**What you are asked to do**.
Render the stretch of entries from the line containing "Check the picture below for any yacht" through the line containing "[0, 0, 356, 265]" as a two-column CSV with one row per entry, putting its text under the header "prompt" and its answer under "box". Quote each field, replace line breaks with spaces, and leave the pictures out.
* BEGIN Input for this task *
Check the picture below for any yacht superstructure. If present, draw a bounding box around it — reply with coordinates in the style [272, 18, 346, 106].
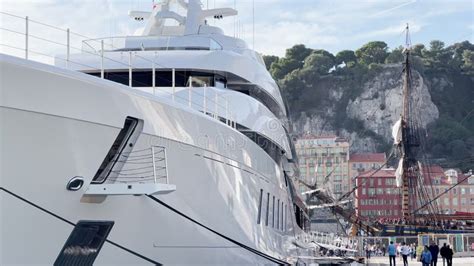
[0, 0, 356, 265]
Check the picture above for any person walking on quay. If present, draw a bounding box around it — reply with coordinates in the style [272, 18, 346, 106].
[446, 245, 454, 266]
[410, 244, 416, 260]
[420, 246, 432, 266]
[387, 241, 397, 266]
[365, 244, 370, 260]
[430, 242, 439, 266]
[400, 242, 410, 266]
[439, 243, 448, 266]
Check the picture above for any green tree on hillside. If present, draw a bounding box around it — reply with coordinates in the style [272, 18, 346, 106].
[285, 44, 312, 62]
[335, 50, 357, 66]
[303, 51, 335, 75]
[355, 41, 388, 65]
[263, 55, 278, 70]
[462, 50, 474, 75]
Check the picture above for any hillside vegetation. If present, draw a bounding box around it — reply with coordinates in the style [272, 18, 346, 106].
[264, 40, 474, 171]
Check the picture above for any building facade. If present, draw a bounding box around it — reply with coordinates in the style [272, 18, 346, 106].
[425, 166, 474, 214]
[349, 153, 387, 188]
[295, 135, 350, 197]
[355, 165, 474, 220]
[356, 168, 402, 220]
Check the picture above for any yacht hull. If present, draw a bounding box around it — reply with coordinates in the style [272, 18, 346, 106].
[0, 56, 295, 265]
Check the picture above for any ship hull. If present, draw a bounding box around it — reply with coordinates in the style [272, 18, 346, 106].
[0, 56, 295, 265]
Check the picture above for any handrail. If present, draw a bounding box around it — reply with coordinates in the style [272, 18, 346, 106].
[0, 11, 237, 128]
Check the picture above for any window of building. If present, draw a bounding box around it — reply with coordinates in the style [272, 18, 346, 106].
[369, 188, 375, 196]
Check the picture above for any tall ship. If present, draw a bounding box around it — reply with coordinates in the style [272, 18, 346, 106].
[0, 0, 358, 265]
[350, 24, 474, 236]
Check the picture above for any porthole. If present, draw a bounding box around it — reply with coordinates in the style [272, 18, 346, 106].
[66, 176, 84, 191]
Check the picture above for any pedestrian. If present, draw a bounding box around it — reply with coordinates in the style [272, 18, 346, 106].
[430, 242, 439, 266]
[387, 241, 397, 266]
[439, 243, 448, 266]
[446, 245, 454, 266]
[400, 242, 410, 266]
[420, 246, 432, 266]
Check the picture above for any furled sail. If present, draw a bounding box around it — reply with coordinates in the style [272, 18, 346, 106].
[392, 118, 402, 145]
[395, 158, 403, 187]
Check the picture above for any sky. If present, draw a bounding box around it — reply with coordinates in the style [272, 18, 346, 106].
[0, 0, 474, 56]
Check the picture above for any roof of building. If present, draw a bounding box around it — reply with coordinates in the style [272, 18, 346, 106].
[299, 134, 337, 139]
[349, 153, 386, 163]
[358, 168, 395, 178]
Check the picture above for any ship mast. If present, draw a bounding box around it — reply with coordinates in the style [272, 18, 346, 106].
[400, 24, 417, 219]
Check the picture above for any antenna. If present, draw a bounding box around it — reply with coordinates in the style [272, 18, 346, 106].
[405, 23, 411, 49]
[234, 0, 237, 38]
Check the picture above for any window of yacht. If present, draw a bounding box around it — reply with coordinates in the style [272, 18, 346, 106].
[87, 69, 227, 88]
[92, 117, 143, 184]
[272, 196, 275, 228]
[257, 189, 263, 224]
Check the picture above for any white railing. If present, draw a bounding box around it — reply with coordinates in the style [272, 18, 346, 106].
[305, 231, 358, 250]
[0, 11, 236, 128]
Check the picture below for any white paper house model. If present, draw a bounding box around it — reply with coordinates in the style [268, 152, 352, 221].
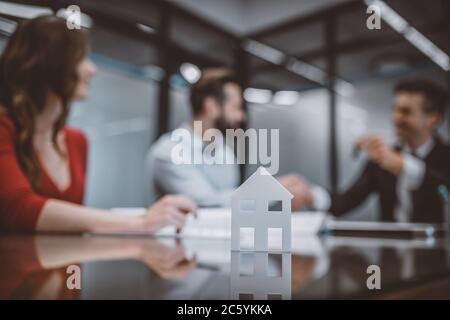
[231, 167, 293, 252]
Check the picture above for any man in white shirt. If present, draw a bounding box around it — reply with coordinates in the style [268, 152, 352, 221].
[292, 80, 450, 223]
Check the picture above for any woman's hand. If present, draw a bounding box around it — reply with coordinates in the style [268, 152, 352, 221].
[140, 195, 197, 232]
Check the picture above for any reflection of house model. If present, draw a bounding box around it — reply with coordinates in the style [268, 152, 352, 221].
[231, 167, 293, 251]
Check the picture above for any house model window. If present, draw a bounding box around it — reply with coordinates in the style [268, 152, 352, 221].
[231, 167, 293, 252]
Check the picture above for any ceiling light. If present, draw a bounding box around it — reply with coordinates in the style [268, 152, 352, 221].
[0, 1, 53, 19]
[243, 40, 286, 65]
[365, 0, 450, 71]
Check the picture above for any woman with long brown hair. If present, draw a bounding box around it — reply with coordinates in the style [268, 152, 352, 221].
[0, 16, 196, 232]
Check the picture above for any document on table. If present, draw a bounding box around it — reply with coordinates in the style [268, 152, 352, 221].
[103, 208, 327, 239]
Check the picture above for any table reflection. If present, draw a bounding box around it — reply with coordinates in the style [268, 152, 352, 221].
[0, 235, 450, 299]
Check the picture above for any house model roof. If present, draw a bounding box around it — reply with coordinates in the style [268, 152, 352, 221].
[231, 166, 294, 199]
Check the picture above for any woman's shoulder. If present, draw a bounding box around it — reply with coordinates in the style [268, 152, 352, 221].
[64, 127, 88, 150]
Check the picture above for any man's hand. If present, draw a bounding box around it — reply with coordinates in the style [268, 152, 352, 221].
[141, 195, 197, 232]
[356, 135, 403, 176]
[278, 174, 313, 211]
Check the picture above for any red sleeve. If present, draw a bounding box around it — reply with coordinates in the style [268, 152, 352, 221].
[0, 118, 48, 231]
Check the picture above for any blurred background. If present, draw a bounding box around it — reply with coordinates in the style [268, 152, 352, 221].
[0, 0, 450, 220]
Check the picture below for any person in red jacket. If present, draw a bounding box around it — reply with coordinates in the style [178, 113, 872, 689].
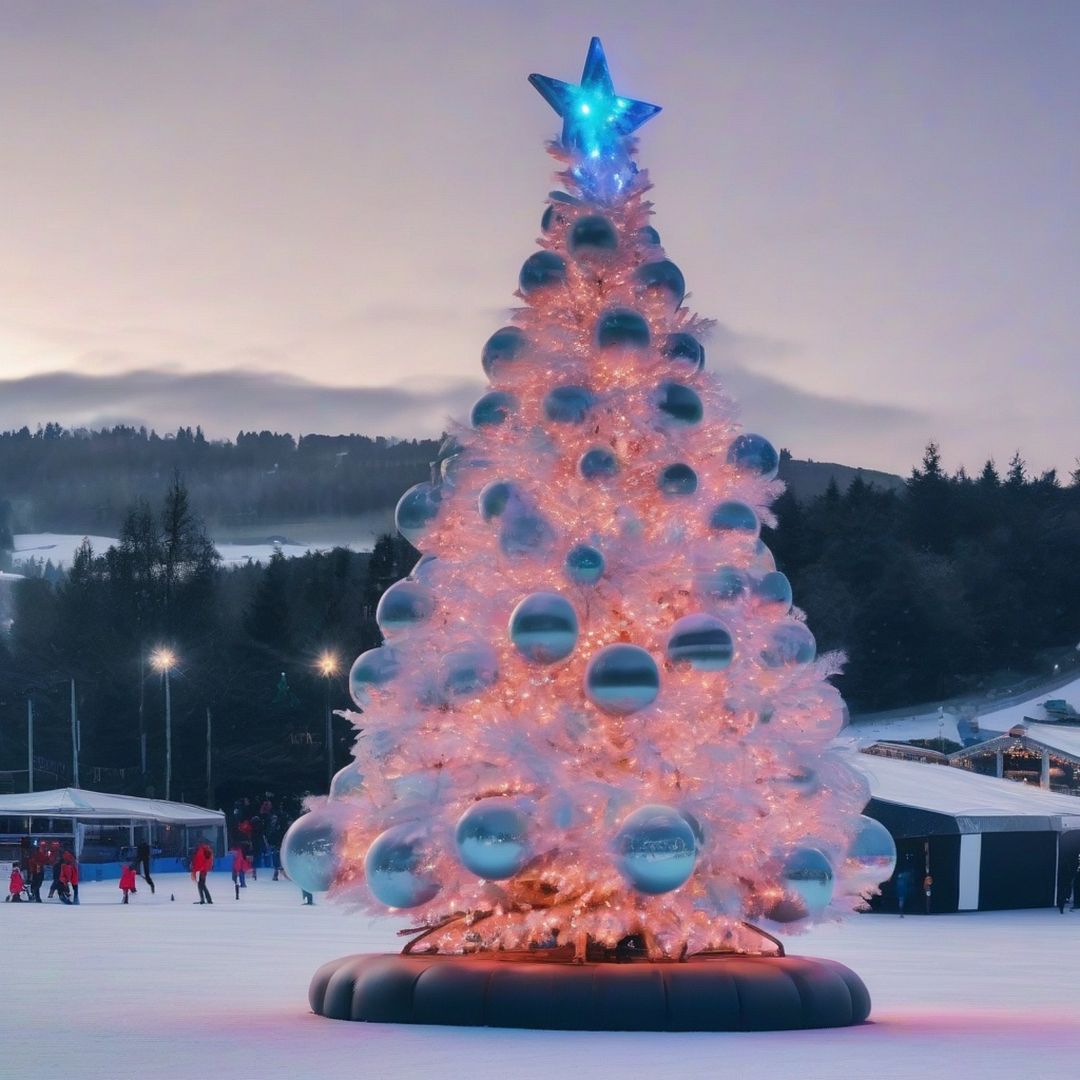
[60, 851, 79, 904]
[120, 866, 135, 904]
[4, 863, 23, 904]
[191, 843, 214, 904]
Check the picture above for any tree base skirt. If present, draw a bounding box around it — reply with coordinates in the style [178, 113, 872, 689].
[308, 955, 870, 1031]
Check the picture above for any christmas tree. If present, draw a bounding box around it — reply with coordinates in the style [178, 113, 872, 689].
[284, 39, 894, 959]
* END Input for this task *
* BEGIN Input for this task *
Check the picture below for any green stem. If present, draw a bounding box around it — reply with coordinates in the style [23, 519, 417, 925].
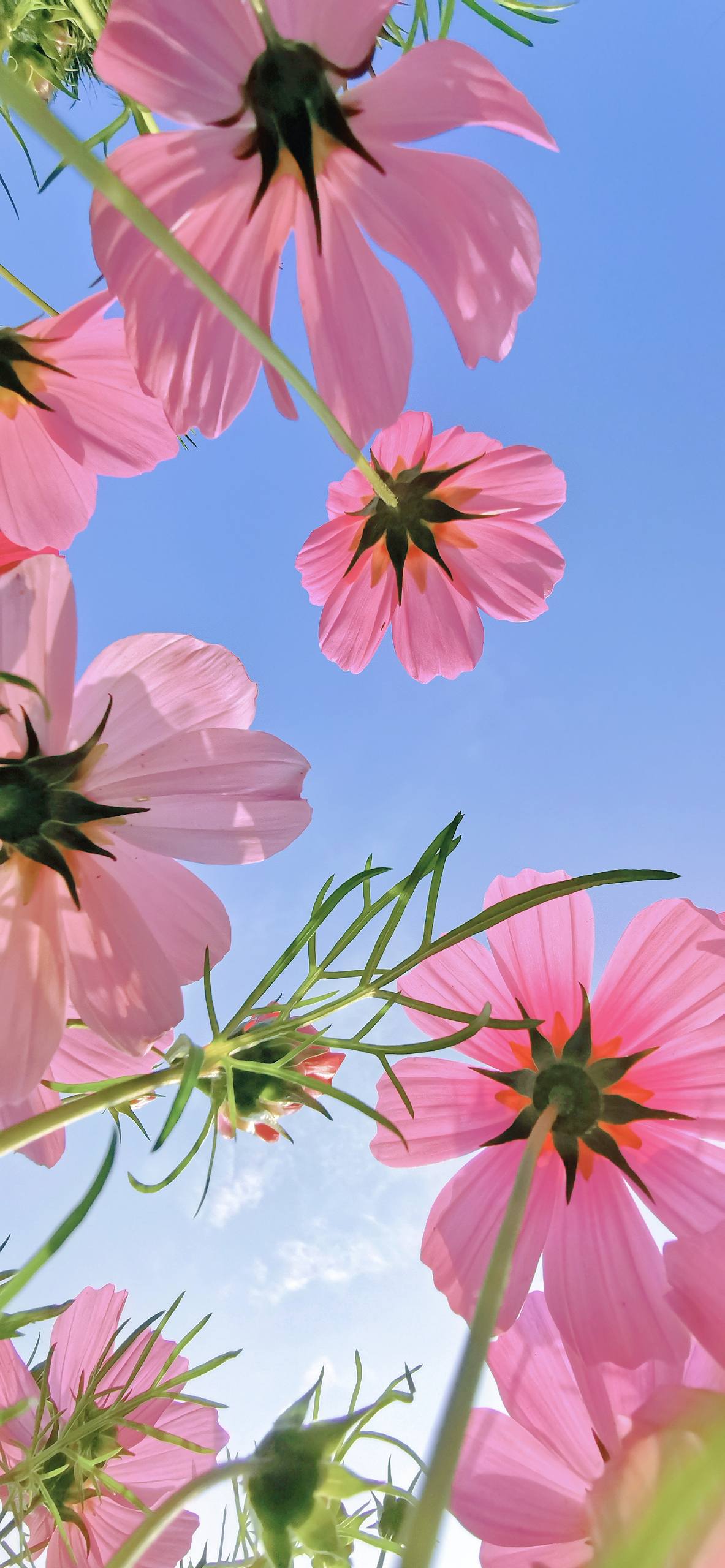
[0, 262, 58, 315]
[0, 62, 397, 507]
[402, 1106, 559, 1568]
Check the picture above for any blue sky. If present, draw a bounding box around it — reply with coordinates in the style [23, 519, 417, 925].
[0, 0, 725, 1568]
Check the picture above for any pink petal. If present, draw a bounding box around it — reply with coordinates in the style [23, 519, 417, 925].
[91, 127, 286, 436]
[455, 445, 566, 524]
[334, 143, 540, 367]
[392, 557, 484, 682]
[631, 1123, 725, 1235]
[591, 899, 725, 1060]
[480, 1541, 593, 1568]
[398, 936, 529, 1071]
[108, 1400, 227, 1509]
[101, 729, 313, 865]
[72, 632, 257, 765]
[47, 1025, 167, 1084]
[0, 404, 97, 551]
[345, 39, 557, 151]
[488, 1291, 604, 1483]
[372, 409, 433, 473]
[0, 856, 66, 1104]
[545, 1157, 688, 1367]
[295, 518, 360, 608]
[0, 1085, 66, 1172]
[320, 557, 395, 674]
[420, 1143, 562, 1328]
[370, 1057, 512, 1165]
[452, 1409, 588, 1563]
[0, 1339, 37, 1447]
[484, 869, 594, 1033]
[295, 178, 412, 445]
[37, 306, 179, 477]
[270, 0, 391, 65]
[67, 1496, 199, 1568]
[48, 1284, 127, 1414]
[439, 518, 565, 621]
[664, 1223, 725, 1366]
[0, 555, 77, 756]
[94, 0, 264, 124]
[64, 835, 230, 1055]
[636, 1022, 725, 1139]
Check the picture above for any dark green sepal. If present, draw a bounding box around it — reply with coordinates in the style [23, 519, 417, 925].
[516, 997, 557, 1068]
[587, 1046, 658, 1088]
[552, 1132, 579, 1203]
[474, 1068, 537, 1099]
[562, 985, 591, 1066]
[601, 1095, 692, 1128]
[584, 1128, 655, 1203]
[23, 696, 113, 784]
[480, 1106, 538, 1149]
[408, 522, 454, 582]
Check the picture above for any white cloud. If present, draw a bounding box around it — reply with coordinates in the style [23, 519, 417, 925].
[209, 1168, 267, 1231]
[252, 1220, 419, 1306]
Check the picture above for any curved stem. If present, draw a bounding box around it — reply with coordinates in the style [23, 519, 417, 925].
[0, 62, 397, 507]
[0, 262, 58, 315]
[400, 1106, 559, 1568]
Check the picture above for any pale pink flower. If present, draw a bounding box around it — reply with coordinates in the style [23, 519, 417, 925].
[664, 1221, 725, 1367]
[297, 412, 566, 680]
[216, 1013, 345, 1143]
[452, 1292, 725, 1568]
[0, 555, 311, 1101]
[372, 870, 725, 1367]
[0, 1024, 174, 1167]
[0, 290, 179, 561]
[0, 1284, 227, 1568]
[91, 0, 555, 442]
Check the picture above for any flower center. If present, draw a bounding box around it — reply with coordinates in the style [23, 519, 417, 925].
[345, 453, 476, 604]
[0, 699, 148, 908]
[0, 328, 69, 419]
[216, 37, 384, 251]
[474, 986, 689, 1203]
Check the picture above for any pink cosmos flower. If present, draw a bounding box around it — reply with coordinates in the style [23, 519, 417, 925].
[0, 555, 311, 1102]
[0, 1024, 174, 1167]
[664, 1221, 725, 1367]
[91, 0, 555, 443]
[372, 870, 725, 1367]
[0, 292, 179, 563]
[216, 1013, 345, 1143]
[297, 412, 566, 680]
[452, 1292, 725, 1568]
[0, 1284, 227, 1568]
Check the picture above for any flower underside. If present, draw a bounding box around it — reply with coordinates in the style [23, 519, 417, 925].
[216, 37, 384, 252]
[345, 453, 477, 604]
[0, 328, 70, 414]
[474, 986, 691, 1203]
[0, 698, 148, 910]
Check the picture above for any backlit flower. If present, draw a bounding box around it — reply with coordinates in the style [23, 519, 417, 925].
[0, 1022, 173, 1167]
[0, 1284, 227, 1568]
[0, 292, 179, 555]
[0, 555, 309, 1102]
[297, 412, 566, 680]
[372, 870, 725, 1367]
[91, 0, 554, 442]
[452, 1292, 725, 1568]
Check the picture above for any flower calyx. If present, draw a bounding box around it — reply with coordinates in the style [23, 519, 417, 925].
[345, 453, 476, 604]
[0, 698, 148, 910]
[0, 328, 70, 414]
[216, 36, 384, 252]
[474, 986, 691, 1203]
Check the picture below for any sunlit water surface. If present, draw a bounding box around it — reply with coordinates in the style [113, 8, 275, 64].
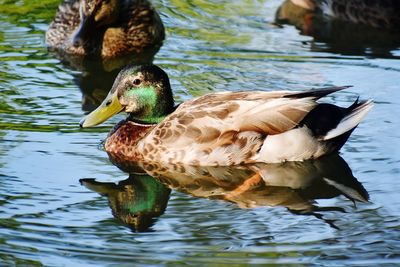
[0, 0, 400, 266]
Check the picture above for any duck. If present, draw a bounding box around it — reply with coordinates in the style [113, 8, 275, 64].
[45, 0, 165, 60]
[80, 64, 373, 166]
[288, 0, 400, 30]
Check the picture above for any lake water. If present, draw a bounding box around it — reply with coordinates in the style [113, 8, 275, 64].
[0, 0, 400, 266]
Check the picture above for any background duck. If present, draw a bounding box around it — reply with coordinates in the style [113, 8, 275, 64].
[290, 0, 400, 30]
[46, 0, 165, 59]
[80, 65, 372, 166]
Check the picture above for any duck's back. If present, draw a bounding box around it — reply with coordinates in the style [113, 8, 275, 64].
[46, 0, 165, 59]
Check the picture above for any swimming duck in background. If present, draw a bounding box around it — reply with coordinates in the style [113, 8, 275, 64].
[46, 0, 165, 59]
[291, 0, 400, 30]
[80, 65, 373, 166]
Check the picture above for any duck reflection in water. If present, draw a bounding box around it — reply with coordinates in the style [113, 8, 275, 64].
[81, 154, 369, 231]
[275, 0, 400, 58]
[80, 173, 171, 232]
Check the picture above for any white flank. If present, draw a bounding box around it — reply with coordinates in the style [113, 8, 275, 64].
* END Input for this task *
* BEGIN Input for this task *
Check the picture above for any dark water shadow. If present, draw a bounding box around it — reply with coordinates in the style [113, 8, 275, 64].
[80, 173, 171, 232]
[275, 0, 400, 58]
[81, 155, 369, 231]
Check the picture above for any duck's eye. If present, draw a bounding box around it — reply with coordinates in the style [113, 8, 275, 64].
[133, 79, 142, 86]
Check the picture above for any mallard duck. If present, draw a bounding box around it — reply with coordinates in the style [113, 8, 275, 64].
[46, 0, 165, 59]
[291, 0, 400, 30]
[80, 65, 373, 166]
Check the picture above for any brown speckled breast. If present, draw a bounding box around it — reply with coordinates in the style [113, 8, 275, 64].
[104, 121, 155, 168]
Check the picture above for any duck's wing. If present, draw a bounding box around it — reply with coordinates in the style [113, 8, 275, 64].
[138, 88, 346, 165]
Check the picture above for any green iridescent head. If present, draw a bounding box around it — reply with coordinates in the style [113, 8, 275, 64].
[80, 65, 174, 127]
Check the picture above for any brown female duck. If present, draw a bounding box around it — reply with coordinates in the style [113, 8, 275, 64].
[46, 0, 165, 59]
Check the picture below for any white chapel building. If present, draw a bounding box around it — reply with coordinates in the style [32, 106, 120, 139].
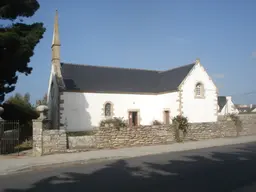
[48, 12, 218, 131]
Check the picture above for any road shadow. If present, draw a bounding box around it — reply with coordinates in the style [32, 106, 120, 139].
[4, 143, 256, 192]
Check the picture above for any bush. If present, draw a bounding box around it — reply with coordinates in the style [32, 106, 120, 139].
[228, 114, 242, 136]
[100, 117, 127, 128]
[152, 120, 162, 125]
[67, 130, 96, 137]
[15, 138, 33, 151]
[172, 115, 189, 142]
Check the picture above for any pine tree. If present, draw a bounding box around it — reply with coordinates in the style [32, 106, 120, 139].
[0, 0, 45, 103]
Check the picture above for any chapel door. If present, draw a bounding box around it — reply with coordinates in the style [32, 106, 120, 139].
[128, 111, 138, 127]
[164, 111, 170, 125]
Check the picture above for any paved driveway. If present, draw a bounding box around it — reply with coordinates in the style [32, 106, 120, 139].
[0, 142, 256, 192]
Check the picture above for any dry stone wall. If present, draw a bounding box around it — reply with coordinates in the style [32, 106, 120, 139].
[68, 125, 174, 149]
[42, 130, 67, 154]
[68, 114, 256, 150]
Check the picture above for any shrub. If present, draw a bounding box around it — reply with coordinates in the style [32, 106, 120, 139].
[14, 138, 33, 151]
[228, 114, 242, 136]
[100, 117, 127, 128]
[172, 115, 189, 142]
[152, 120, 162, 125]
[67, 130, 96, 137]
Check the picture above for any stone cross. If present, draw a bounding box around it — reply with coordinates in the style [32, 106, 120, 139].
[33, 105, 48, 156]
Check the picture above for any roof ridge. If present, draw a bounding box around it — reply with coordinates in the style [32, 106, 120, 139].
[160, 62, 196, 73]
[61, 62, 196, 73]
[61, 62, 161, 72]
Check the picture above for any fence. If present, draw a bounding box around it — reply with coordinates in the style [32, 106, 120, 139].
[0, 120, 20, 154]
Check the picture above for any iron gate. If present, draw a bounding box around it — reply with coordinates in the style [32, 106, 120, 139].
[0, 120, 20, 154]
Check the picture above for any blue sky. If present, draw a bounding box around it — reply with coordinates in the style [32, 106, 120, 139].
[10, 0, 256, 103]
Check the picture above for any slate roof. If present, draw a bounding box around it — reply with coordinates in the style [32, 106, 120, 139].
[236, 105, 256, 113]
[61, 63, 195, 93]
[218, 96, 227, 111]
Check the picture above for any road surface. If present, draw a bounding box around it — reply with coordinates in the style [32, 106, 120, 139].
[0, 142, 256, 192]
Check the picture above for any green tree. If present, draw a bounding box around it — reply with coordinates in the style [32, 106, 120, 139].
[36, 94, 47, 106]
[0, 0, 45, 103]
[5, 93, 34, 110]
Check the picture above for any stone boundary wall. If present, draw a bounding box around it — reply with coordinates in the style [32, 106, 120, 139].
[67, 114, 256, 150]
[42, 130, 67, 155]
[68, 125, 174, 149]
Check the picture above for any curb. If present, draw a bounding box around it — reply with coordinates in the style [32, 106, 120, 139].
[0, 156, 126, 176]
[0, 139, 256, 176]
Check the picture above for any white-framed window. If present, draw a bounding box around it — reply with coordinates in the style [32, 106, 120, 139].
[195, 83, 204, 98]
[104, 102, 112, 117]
* END Input for this task *
**Finished task**.
prompt,box
"Check the picture below for any yacht superstructure. If present, draw a bounding box around it — reply with coordinates in the style [272, 18, 346, 106].","[0, 0, 356, 265]"